* EXERCISE: Please keep the images out and set down the data exactly as given.
AVAILABLE RECORDS section start
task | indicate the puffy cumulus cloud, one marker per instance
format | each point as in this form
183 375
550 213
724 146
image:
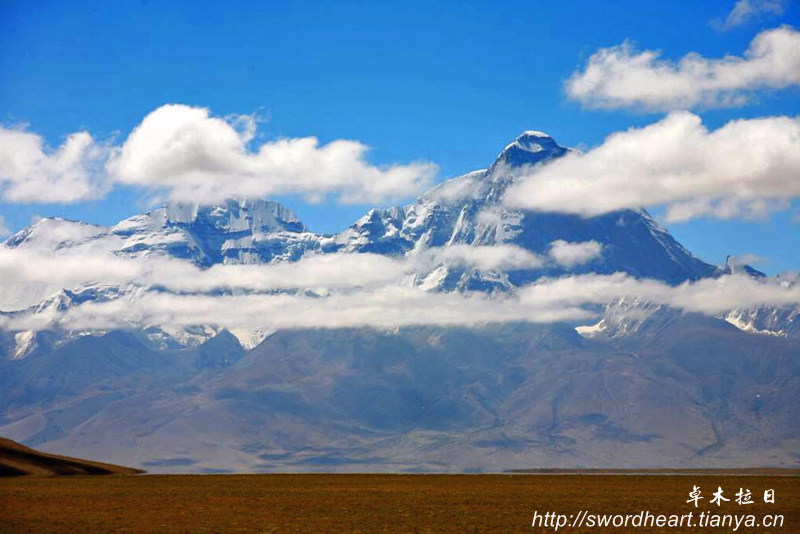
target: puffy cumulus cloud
746 168
570 254
746 10
198 157
30 172
622 77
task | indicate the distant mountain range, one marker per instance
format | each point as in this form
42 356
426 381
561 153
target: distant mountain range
645 386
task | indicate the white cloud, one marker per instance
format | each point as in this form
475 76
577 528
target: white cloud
744 169
29 172
570 254
192 156
622 77
198 157
550 300
5 231
484 258
746 10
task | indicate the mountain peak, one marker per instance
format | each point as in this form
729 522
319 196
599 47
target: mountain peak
236 215
529 148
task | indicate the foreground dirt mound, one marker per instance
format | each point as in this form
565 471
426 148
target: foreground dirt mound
17 460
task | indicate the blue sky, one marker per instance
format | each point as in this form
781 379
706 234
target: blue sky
449 82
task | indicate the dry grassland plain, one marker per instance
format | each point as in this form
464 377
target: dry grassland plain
368 503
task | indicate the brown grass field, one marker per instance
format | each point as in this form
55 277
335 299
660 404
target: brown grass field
367 503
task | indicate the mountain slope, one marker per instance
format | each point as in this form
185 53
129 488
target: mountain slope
17 460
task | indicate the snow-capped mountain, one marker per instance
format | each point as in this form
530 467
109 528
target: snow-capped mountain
644 386
463 211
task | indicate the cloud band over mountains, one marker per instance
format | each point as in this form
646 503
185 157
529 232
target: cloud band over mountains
347 290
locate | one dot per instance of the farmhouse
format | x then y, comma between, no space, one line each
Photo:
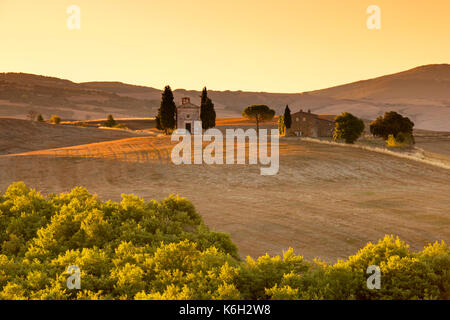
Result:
307,124
187,113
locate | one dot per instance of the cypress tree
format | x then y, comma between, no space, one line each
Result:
167,111
207,112
287,118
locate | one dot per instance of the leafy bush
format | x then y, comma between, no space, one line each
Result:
391,123
348,128
55,119
162,250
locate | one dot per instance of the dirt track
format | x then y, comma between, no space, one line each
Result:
326,201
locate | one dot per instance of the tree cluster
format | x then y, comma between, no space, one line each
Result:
207,112
259,113
392,123
162,250
348,128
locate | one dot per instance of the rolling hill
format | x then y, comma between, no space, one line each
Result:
422,93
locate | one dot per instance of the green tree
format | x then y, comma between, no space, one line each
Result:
391,123
158,123
207,112
259,113
348,127
110,122
167,110
287,118
55,119
281,126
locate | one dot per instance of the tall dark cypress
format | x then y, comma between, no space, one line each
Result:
207,112
287,118
211,114
167,111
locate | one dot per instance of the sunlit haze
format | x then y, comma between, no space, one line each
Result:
275,46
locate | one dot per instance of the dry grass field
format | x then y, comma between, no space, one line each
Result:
326,201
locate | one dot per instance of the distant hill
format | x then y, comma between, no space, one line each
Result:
422,93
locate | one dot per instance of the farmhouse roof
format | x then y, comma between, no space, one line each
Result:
186,103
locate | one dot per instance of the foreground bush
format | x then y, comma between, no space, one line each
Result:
162,250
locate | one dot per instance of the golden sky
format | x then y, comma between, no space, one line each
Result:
255,45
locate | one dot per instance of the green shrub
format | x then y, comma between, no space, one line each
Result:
162,250
55,119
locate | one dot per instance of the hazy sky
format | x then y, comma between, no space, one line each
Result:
257,45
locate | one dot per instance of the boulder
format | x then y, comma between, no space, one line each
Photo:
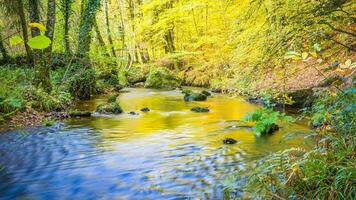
AVAILABLE RECORDS section end
* SOLVED PROBLEM:
task | indicate the puffy cumulus cloud, one marker per instance
format | each point as in this form
183 375
550 213
724 146
image:
target: puffy cumulus cloud
746 168
570 254
746 10
198 157
30 172
622 77
task | indicate the distant mountain range, one marker per instance
format | each point as in this form
42 356
426 381
561 153
target: distant mountain range
645 386
task | indicate the white cloud, one marker per instance
format | each point as in this form
475 76
577 528
target: white cloud
744 169
29 172
570 254
192 156
622 77
198 157
550 300
5 231
484 258
746 10
task | indicate the mountain peak, one marker per instance
format | each point as in this form
729 522
319 196
599 47
target: mountain peak
236 215
529 148
task | indicate the foreground dirt mound, one marker per instance
format | each point as in this form
565 471
426 148
target: foreground dirt mound
17 460
task | indicate the blue sky, one marker per instance
format | each point as in this form
781 379
706 234
target: blue sky
449 82
task | indicate the dry grassland plain, one marker per instance
format | each point as in this form
464 377
target: dry grassland plain
368 503
task | indicate the brown grass field, one marker per instance
format | each point as in this form
55 277
335 299
660 404
target: brown grass field
367 503
task | indicate the mountain slope, one marker per instance
format | each point as in this form
185 53
129 488
target: mountain slope
17 460
task | indicate the snow-capped mountain, one marker per instance
format | each point as in this form
530 467
109 528
target: snow-capped mountain
644 386
463 211
task | indicate the cloud band over mountains, one marker per instance
format | each point as in this form
646 503
185 157
529 232
target: cloud band over mountains
347 290
locate | one dot per instance of the farmhouse
format | x then y, comma between, no space, one line each
Photo:
Result:
307,124
187,113
locate | one dot per instance of the cypress tree
format | x then y, comma between, no space, one line each
Result:
167,111
207,112
287,118
locate | one dot per instance of the leafy bush
format | x then y, comma between, no space, one line each
Result:
391,123
348,128
55,119
162,250
locate | one dot per instance of the dirt track
format | x then y, comma between, no space, one line each
Result:
326,201
locate | one dot per instance of the tree cluster
format | x then y, comma between, no space, one line each
Result:
207,112
259,113
392,123
162,250
348,128
locate | one dot per instance of the rolling hill
format | x then y, comma between, no space, one line each
Result:
422,93
locate | one dot per instance of the green tree
format | x then y, comma between, no space, one line each
Result:
391,123
158,123
207,112
259,113
348,127
110,122
167,110
287,118
55,119
281,126
locate | one dot per instance of the tall dark cypress
format | x then y, comma between, no space, one line each
Result:
207,112
287,118
211,114
167,111
locate | one dot per instance of the sunlit haze
format | x then y, comma between, no space, one line each
Result:
275,46
locate | one dot per instance of the dry grass field
format | x then y, comma between, no space, one line each
Result:
326,201
locate | one dot per instance of the distant hill
format | x then y, comma between, no space, one line each
Result:
422,93
locate | one dot per instance of the farmhouse roof
format | x then y, comma between, no space, one line each
Result:
186,103
locate | one dot per instance of the foreground bush
format | x then y, comma between, no space, one line each
Result:
162,250
locate | one dot per instance of the golden sky
format | x then y, comma between, no space, one line each
Result:
255,45
locate | one dot per instance of the green shrub
format | x then y, comma between, no space, one line each
Result:
162,250
55,119
locate | one dot per instance of the hazy sky
format | x then y, comma between, no space, one line each
Result:
257,45
locate | one dot per instance of the boulder
format | x then y, comma between, no space, one line each
Photo:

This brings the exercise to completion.